**Extract:**
Chapter 5: Research Cases

Three applied examples for political science research

This chapter demonstrates three end-to-end research workflows using the Assembly API — from data collection to analysis-ready output. Each case is self-contained and can be adapted to a new research question.

Case 1: Policy domain mapping across assemblies

Research question: How has legislative attention to housing policy changed across the 20th, 21st, and 22nd assemblies?

Approach: Collect all bills containing housing-related keywords in each assembly, compute filing rates, and visualize trends.

import asyncio, pandas as pd
import plotly.express as px
from assembly_client import AssemblyClient

KEYWORDS = ["주택", "부동산", "임대차", "전세", "분양"]

async def collect_housing_bills():
    results = []
    async with AssemblyClient() as client:
        for age in ["20", "21", "22"]:
            for kw in KEYWORDS:
                rows = await client.search_bills(age=age, bill_name=kw, page_size=100)
                for r in rows:
                    r["assembly"] = age
                    r["keyword"] = kw
                results.extend(rows)
    return pd.DataFrame(results).drop_duplicates(subset="BILL_NO")

df = asyncio.run(collect_housing_bills())

# Summary by assembly and outcome
summary = (
    df.groupby(["assembly", "PROC_RESULT"])
      .size()
      .reset_index(name="n_bills")
)

fig = px.bar(summary, x="assembly", y="n_bills", color="PROC_RESULT",
             title="Housing-related bills by assembly and outcome",
             labels={"assembly": "Assembly", "n_bills": "Number of Bills"},
             barmode="stack",
             color_discrete_map={"원안가결": "#2ECC71", "수정가결": "#27AE60",
                                  "폐기": "#E74C3C", "철회": "#E67E22"})

**Data for the task:**

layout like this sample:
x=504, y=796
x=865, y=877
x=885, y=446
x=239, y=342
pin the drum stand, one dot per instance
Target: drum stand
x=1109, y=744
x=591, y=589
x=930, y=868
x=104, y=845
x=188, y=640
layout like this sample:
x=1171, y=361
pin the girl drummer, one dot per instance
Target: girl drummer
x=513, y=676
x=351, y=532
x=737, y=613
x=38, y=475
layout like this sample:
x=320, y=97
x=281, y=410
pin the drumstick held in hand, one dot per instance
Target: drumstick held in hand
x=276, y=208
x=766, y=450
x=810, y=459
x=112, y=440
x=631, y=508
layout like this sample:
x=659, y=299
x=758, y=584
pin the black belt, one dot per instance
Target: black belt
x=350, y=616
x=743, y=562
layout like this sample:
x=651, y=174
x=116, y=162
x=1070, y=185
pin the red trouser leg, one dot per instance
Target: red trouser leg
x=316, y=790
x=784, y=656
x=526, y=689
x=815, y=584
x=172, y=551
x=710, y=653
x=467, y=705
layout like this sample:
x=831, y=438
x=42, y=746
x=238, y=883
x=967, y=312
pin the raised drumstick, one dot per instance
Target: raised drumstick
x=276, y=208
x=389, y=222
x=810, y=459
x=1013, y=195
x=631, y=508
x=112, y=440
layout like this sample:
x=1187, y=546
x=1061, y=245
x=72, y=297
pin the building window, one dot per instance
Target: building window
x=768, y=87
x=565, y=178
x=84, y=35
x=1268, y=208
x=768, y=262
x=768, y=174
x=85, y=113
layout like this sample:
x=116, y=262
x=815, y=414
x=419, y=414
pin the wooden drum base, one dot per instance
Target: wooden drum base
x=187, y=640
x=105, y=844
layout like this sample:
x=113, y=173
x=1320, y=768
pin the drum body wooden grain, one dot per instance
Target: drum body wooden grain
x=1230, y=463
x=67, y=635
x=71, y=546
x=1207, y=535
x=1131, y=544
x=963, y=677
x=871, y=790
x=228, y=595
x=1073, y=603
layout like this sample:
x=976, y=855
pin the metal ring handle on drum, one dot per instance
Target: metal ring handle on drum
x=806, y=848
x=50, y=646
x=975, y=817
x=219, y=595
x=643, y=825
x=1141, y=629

**Your tasks:**
1. Count the lines in the listing that contain the string "handle", with case mattering, and give only that number.
2. Write the next part of the Assembly API research-cases chapter, starting from the point where it stops.
The listing has no connection to the chapter on Assembly API research cases.

**Answers for the tasks:**
1. 2

2.
fig.show()

df.to_csv("housing_bills_20_22.csv", index=False, encoding="utf-8-sig")

What you get: A stacked bar chart and a CSV with ~300–500 housing-related bills spanning three assemblies, ready for content analysis or text modeling.

Case 2: Co-sponsorship network for a policy domain

Research question: What does the cross-party co-sponsorship network look like for environmental legislation in the 22nd Assembly?

Approach: Collect bills with environmental keywords, pull co-sponsor lists, build an edge list, and export for network analysis.

import asyncio, pandas as pd, itertools
from assembly_client import AssemblyClient

async def build_network(age="22", topic="환경"):
    async with AssemblyClient() as client:
        bills = await client.search_bills(age=age, bill_name=topic, page_size=100)
        members_raw = await client.get_members(age=age, page_size=300)

    # Build party lookup: member name → party
    members = pd.DataFrame(members_raw)
    party_map = members.set_index("HG_NM")["POLY_NM"].to_dict()

    edges = []
    async with AssemblyClient() as client:
        for bill in bills:
            bill_id = bill.get("BILL_ID")
            if not bill_id:
                continue
            proposers = await client.get_proposers(bill_id)
            names = [p["PPSR_NM"] for p in proposers if "PPSR_NM" in p]

            for a, b in itertools.combinations(names, 2):
                edges.append({
                    "source": a, "source_party": party_map.get(a, "Unknown"),
                    "target": b, "target_party": party_map.get(b, "Unknown"),
                    "bill_name": bill.get("BILL_NAME", ""),
                    "cross_party": party_map.get(a) != party_map.get(b),
                })

    return pd.DataFrame(edges)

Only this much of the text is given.